_Source material_:

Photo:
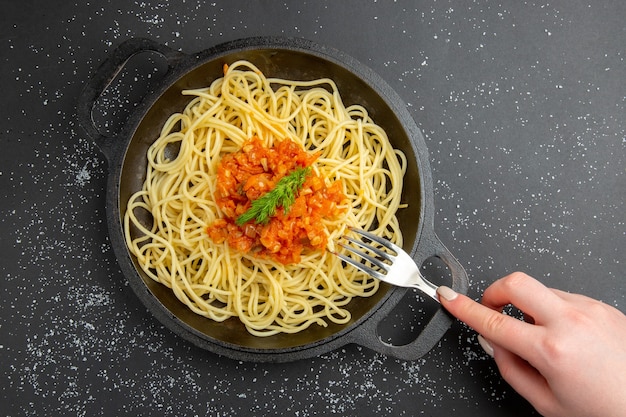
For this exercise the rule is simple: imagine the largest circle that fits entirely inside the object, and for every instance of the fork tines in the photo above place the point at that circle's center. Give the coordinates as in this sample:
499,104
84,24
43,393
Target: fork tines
381,260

_What the task asks_: From the line with "For this exercise" to the end of the listing above, set down every line exactly as it appears, both ends included.

_Answer for the task_:
For this exercise the rule is simple: imagine the largest circle that fits entirely inside the object, and for every instance of the fork tines in the photo above place the point at that circle's center. Give the coordinates as in this sample:
499,104
84,24
43,393
Target: fork tines
381,260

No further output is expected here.